EXERCISE PROMPT = Print nothing but the lines below starting at the line that holds "Target: the red flower hedge" and ending at the line that holds "[indicate] the crop", including both, each exactly as written.

═══ DATA

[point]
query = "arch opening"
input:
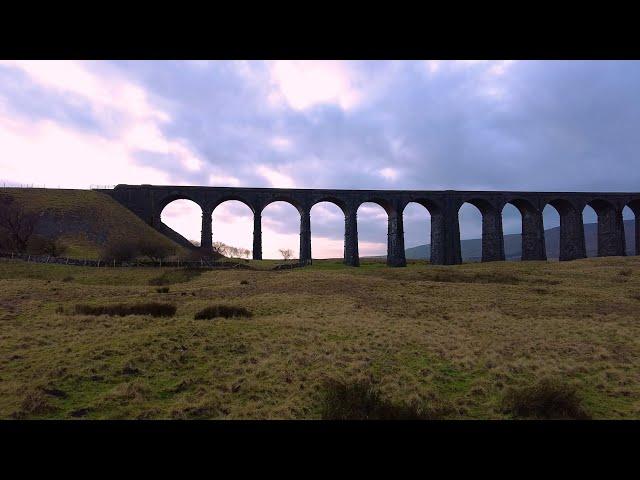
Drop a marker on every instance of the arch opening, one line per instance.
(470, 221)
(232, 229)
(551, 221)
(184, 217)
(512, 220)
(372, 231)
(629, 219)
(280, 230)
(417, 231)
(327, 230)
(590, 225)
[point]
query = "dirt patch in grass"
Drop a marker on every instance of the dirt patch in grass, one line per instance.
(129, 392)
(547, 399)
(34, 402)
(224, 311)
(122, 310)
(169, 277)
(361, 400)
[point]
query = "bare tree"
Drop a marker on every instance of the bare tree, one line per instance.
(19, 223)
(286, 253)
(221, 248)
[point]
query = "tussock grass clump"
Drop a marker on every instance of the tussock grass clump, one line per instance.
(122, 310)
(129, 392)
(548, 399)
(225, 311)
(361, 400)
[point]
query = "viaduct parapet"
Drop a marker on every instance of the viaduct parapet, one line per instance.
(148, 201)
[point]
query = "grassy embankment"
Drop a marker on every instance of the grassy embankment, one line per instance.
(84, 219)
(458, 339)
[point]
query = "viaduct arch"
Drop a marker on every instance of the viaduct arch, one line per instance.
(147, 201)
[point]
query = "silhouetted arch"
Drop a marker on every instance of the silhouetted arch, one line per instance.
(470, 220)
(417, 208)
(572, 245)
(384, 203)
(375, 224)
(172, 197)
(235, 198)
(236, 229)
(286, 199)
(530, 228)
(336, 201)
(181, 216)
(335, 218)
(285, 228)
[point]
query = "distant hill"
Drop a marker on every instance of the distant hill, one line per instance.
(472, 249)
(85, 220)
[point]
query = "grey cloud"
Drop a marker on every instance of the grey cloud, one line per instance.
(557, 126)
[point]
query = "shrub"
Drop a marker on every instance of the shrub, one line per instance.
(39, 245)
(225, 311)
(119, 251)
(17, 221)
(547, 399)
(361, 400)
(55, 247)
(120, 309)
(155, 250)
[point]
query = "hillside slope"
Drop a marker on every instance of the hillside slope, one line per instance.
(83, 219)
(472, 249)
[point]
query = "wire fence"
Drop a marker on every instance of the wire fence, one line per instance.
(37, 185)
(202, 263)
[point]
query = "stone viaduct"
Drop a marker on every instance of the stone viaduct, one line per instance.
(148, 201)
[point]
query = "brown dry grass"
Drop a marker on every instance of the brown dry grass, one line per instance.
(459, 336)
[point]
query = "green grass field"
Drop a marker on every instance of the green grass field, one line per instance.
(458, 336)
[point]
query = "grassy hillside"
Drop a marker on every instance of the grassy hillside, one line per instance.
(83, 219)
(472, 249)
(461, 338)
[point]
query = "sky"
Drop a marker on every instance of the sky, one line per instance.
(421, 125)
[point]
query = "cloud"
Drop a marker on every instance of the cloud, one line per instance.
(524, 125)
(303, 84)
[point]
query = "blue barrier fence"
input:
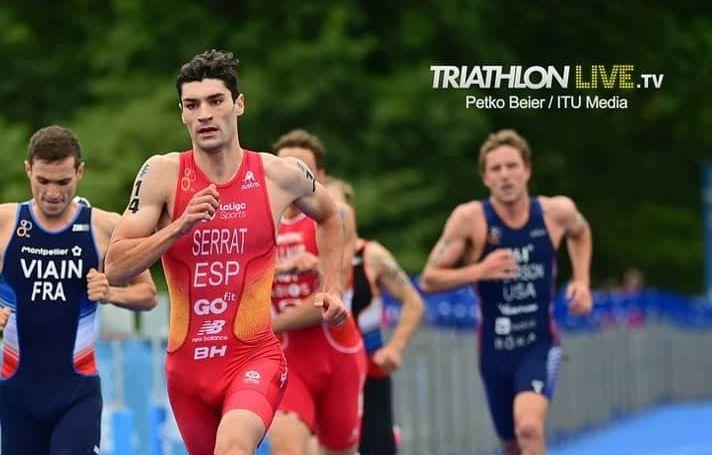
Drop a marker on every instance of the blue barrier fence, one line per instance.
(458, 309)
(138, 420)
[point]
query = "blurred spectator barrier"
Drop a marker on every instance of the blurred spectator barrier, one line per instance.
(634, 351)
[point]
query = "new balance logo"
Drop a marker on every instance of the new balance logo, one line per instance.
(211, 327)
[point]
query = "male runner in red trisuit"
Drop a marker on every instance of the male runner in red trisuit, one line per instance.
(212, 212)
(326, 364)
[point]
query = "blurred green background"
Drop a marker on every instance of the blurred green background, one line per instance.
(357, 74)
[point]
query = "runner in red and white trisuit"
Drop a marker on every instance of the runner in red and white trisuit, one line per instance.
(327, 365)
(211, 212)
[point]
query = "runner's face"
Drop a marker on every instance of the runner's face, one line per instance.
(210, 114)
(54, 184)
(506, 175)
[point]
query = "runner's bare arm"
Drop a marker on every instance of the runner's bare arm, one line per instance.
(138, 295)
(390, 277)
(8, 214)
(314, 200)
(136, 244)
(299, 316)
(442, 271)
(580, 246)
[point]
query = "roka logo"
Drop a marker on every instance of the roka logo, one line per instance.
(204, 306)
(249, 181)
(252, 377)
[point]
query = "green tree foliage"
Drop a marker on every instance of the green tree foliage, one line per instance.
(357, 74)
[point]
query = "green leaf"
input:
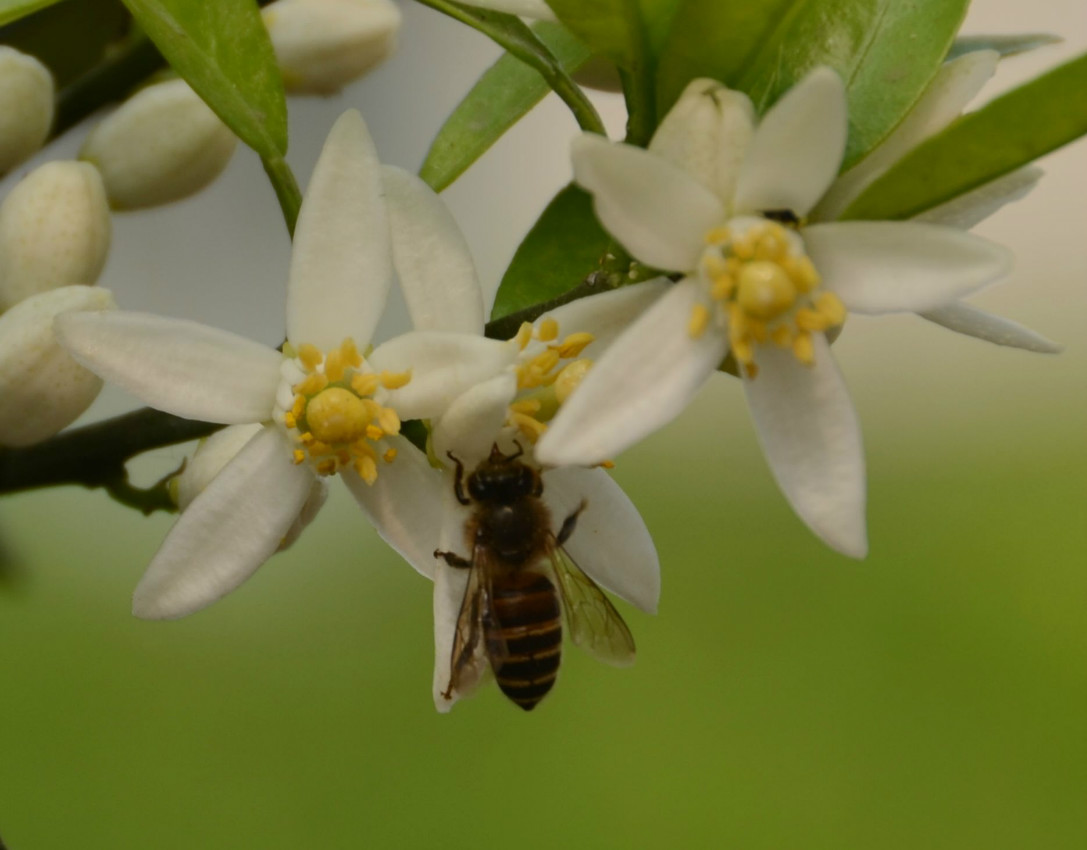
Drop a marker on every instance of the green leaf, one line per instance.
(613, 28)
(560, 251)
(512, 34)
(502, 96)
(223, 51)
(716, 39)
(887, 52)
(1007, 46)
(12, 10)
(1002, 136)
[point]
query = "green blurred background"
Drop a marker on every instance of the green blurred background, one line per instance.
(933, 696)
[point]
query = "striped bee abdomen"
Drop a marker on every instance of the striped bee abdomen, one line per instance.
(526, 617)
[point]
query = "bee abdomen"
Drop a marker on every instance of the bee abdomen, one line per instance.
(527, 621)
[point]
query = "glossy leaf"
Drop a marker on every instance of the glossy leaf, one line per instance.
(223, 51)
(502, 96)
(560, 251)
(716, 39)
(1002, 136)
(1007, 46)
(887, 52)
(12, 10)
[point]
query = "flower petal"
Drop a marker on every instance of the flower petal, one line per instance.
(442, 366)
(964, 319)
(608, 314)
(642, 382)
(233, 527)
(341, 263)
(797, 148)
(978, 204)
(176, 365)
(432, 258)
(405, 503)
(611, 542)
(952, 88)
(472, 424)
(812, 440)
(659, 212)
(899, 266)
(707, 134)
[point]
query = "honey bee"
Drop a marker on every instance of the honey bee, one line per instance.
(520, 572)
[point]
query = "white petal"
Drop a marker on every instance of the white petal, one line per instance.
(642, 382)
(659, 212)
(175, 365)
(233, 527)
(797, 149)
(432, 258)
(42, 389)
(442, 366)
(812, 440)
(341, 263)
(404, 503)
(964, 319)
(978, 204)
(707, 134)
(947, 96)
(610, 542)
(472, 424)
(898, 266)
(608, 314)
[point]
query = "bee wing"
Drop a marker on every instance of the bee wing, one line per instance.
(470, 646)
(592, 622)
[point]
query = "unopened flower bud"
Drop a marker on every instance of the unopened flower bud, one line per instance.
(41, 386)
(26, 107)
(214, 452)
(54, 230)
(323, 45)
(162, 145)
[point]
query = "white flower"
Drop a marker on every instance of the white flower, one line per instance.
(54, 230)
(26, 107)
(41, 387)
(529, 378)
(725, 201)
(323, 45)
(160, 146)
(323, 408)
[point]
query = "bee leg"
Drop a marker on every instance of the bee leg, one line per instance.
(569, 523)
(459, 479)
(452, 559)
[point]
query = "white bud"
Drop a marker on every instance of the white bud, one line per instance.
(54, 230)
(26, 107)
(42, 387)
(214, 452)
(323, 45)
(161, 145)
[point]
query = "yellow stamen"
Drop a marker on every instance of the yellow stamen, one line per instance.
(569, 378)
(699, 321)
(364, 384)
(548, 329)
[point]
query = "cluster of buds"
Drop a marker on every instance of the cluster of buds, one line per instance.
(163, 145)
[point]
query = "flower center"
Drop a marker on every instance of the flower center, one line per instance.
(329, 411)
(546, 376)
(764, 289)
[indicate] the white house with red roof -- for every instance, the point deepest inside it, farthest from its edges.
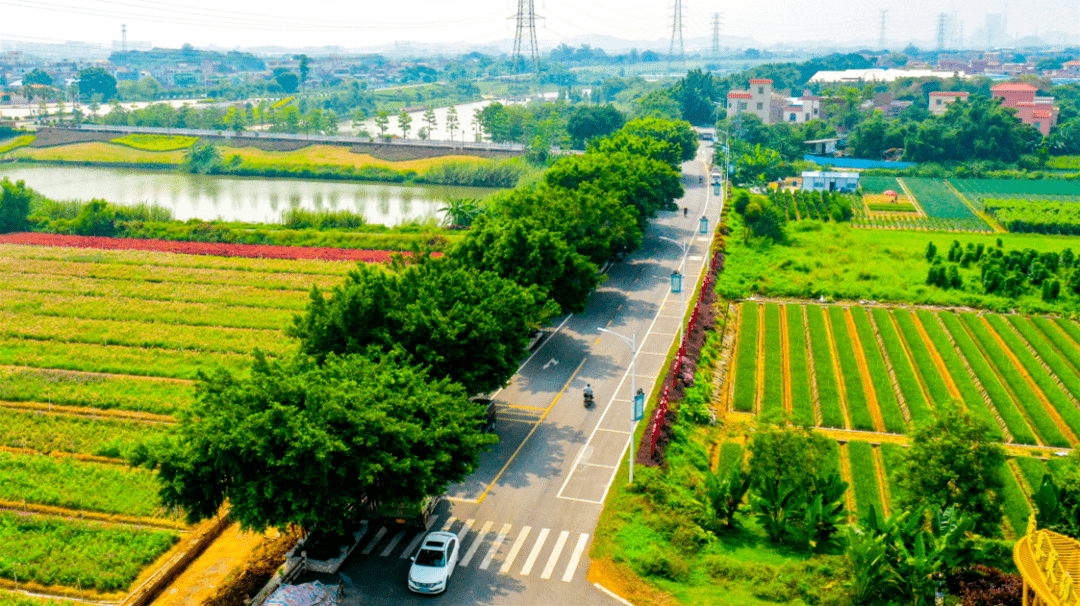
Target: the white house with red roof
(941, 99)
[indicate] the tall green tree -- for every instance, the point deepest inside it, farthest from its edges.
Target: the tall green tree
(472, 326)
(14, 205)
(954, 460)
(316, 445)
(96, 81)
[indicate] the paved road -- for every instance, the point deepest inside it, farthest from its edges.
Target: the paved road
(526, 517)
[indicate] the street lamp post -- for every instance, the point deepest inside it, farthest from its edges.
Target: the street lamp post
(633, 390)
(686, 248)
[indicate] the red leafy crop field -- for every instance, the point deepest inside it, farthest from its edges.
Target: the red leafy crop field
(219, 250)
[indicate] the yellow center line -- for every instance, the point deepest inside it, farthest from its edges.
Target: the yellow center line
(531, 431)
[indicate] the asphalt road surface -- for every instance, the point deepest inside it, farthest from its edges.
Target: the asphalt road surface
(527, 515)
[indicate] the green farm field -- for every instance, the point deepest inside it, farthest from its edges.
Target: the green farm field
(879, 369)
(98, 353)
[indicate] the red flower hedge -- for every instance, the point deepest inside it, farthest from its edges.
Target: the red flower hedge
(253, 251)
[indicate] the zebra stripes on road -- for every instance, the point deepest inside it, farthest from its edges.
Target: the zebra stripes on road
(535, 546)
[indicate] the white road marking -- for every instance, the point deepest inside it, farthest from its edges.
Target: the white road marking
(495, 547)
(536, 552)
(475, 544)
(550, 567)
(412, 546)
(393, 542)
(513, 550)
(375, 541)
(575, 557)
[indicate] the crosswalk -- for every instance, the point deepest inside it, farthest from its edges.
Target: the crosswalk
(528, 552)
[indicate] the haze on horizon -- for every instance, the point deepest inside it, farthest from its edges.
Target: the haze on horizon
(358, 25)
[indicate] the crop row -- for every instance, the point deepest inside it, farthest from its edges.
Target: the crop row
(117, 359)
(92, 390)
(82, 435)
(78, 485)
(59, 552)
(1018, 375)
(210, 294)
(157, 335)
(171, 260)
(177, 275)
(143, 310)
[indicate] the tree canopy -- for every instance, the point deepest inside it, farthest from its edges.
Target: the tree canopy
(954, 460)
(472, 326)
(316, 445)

══════

TASK SOLUTION =
Target: the red flower hedge
(253, 251)
[indicate] the zebra stripes on road -- for every instance, the point deepest inside it, farthest from its edges.
Target: the zebra stripes on road
(535, 546)
[indicate] the white road marking -- for every instance, the point deepest inside it, farthest from its edges.
Target: the white road marking
(495, 547)
(536, 552)
(475, 544)
(550, 567)
(412, 546)
(393, 542)
(513, 550)
(375, 541)
(575, 557)
[indicate] the crosswalk -- for every instance, the point deepest inside it, farthest from its edges.
Target: the crosswalk
(528, 552)
[indicate] the haze on horizon -- for every instance, the point deepest inside it, farthest from its edges.
Target: the haze on horizon
(358, 25)
[indicate] the crop row -- for every instance, the point deepest inside it, farthest from its edges.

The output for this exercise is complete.